__提供文章__:
海上貨物のセキュリティ規則(10+2ルール):米国

質問

米国向け海上貨物のセキュリティ規則(10+2ルール)について教えてください。

回答

米国は2001年の同時多発テロ事件を契機に、ヒトの米国入国については渡航者の基本情報の申告を出国前に義務付ける電子渡航認証システム(ESTA)を導入しました。モノに関しては、2002年には以下のようなリスクを把握する体制を導入しています。

I. 貨物のセキュリティ規則

  1. コンテナ・セキュリティ・イニシアチブ(CSI)
    外国の大型港湾に米国税関・国境警備局(U.S. Customs and Border Protection: CBP)職員が常駐し、危険度の高いコンテナを識別・検査
  2. テロ行為防止のための税関・産業界パートナーシップ(C-TPAT)

__提供データ__:

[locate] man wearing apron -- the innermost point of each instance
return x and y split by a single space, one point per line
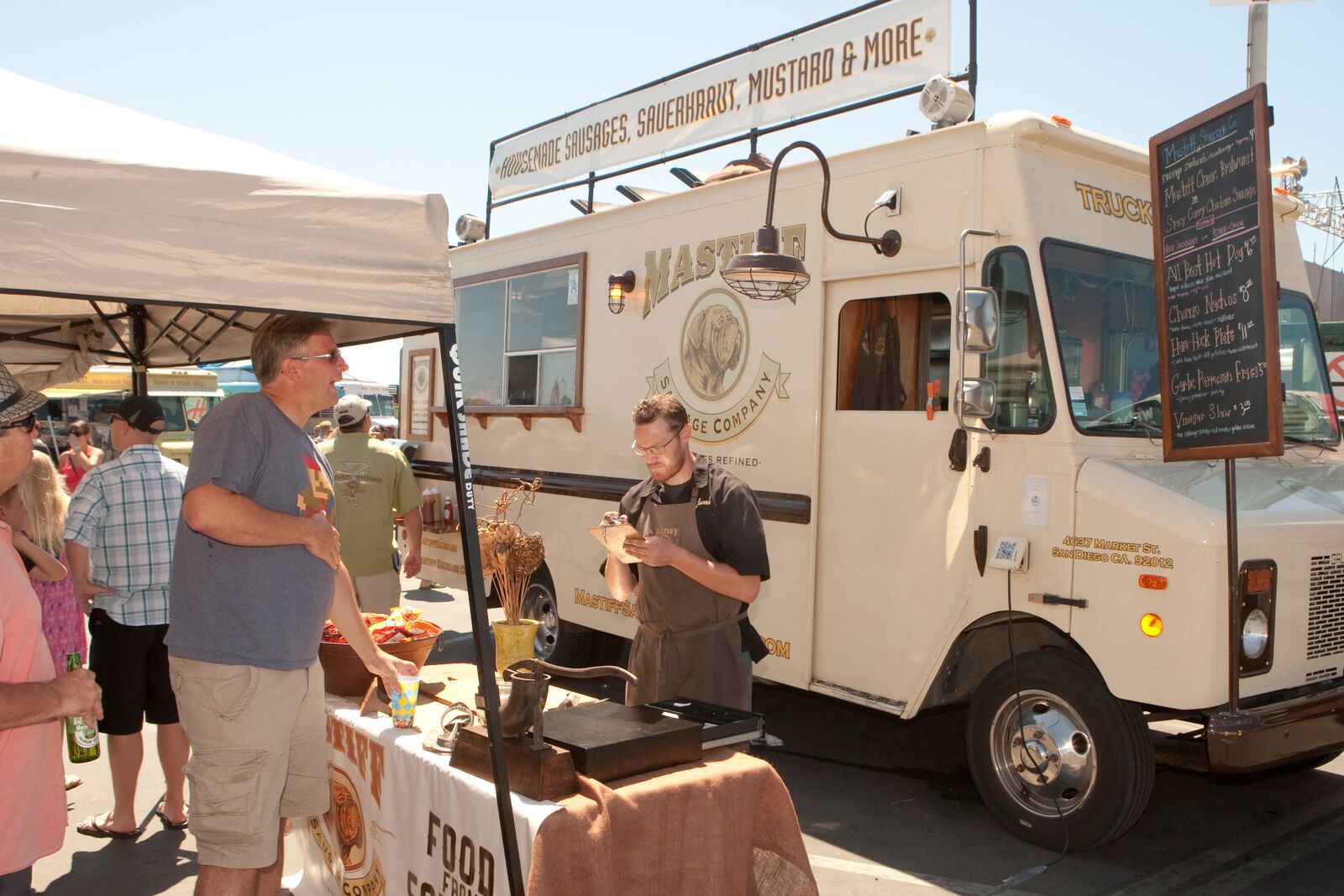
701 563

__課題__:
[1] 次の(a)〜(c)が提供文章の内容と合うか、それぞれ「はい」か「いいえ」で答え、決め手となる箇所をそのまま引用せよ。(a) ESTAは、渡航者の基本情報の申告を出国前に義務付けるものである。(b) CSIでは、米国国内の港湾にCBP職員が常駐する。(c) モノについてリスクを把握する体制は2002年に導入された。
[2] 提供文章のうち、「米国は2001年の同時多発テ」を含む語句から書き始め、「2. テロ行為防止のための税関・産業界パートナーシップ(C-TPAT)」の直後で止めて、その部分をそのまま出力せよ。

__解答一覧__:
[1]
(a) はい:「渡航者の基本情報の申告を出国前に義務付ける電子渡航認証システム(ESTA)を導入しました」
(b) いいえ:「外国の大型港湾に米国税関・国境警備局(U.S. Customs and Border Protection: CBP)職員が常駐し」
(c) はい:「2002年には以下のようなリスクを把握する体制を導入しています」

[2]
米国は2001年の同時多発テロ事件を契機に、ヒトの米国入国については渡航者の基本情報の申告を出国前に義務付ける電子渡航認証システム(ESTA)を導入しました。モノに関しては、2002年には以下のようなリスクを把握する体制を導入しています。

I. 貨物のセキュリティ規則

  1. コンテナ・セキュリティ・イニシアチブ(CSI)
    外国の大型港湾に米国税関・国境警備局(U.S. Customs and Border Protection: CBP)職員が常駐し、危険度の高いコンテナを識別・検査
  2. テロ行為防止のための税関・産業界パートナーシップ(C-TPAT)